▶ [Assignment]: Copy out each line of the rows below that contains the string "negative", matching case exactly.

···

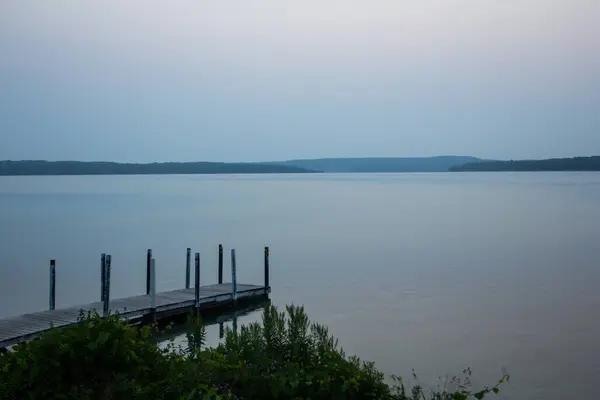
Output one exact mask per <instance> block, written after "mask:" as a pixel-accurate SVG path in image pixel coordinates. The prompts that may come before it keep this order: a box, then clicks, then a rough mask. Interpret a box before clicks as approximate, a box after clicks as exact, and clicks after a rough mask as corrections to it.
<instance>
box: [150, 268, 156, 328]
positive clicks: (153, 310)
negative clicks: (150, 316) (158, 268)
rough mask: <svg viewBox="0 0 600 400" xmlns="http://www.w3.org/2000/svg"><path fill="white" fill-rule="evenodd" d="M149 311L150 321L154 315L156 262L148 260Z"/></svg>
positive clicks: (154, 304)
mask: <svg viewBox="0 0 600 400" xmlns="http://www.w3.org/2000/svg"><path fill="white" fill-rule="evenodd" d="M150 309H151V310H152V319H154V316H155V315H156V260H155V259H154V258H151V259H150Z"/></svg>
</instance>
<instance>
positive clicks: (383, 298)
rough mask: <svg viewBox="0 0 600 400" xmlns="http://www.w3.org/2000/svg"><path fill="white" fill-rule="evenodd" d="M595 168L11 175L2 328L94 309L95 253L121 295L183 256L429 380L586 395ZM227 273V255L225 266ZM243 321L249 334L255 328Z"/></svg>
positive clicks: (593, 277) (505, 392)
mask: <svg viewBox="0 0 600 400" xmlns="http://www.w3.org/2000/svg"><path fill="white" fill-rule="evenodd" d="M599 221H600V174H598V173H549V174H546V173H531V174H530V173H516V174H510V173H506V174H505V173H497V174H484V173H479V174H397V175H395V174H394V175H376V174H373V175H369V174H364V175H363V174H361V175H295V176H285V175H278V176H272V175H271V176H265V175H263V176H99V177H0V317H6V316H10V315H15V314H20V313H24V312H28V311H38V310H41V309H44V308H45V307H47V286H48V283H47V276H48V260H49V259H50V258H56V259H57V293H58V298H57V306H66V305H73V304H78V303H85V302H90V301H95V300H97V298H98V296H99V293H98V292H99V259H100V253H102V252H107V253H110V254H112V255H113V272H112V276H113V280H112V286H111V290H112V291H113V293H114V296H117V297H119V296H129V295H134V294H139V293H142V292H143V291H144V287H145V286H144V285H145V283H144V273H145V253H146V249H147V248H152V249H153V250H154V254H155V257H156V259H157V270H158V271H157V275H158V285H157V289H158V290H167V289H176V288H180V287H182V286H183V283H184V259H185V249H186V247H192V249H193V251H200V252H201V253H202V256H203V266H202V268H203V280H204V282H206V283H212V282H215V281H216V256H217V255H216V247H217V244H218V243H223V244H224V245H225V246H226V248H230V247H235V248H236V250H237V252H238V269H239V273H238V274H239V279H240V281H242V282H248V283H253V282H256V283H261V282H262V247H263V246H264V245H270V246H271V248H272V277H271V284H272V286H273V293H272V299H273V301H274V303H275V304H277V305H285V304H290V303H295V304H304V305H305V307H306V309H307V310H308V313H309V315H310V316H311V318H312V319H314V320H316V321H319V322H322V323H325V324H327V325H328V326H329V327H330V329H331V331H332V332H333V333H334V334H335V335H337V336H338V337H339V338H340V342H341V343H342V344H343V346H344V348H345V349H346V351H347V352H349V353H356V354H358V355H359V356H361V357H363V358H365V359H370V360H373V361H376V362H377V364H378V366H379V367H380V368H381V369H382V370H383V371H384V372H386V373H396V374H400V375H404V376H408V375H410V371H411V369H412V368H415V369H416V371H417V373H418V374H419V375H420V377H421V380H422V381H424V382H425V383H428V384H431V385H434V384H435V383H436V378H437V376H439V375H444V374H447V373H455V372H458V371H460V370H461V369H462V368H463V367H466V366H471V367H473V369H474V371H475V375H476V376H475V379H476V380H478V381H483V382H491V380H492V379H494V378H497V377H499V376H500V374H501V368H502V367H507V368H508V370H509V372H510V373H511V374H512V376H513V380H512V382H511V385H510V387H508V389H507V390H505V391H504V396H501V397H500V398H504V397H507V398H513V399H525V398H531V399H542V398H544V399H562V398H572V394H573V393H575V394H578V395H580V397H581V398H592V397H593V395H595V394H596V384H595V380H596V379H597V377H598V376H599V375H600V339H599V338H600V320H599V319H598V310H599V309H600V295H599V294H598V287H599V284H600V268H599V267H600V265H599V263H598V260H600V224H599ZM226 261H227V262H228V259H227V260H226ZM257 317H258V316H257V315H256V314H251V315H249V316H246V317H243V318H241V320H240V323H243V322H244V321H248V320H253V319H256V318H257Z"/></svg>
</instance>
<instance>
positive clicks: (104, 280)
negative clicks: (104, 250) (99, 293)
mask: <svg viewBox="0 0 600 400" xmlns="http://www.w3.org/2000/svg"><path fill="white" fill-rule="evenodd" d="M111 263H112V257H111V255H110V254H107V255H106V259H105V264H104V279H105V280H104V299H103V307H102V314H103V315H104V316H105V317H106V316H107V315H108V312H109V305H110V267H111Z"/></svg>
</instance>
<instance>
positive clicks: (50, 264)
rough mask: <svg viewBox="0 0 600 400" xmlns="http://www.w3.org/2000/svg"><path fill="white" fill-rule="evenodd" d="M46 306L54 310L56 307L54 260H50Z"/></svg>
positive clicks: (55, 286) (54, 270)
mask: <svg viewBox="0 0 600 400" xmlns="http://www.w3.org/2000/svg"><path fill="white" fill-rule="evenodd" d="M48 300H49V302H48V303H49V304H48V308H49V309H50V310H54V309H55V308H56V260H50V297H49V299H48Z"/></svg>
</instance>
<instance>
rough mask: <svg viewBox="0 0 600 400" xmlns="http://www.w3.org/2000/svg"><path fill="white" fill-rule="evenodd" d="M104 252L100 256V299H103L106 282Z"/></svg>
mask: <svg viewBox="0 0 600 400" xmlns="http://www.w3.org/2000/svg"><path fill="white" fill-rule="evenodd" d="M105 265H106V254H105V253H102V255H101V256H100V301H104V284H105V283H106V267H105Z"/></svg>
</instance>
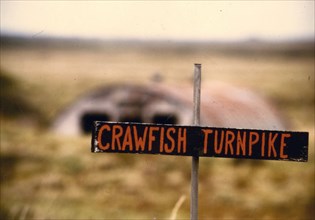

···

▶ [Solution]:
negative clicks: (150, 316) (158, 268)
negative clicks: (104, 250) (99, 293)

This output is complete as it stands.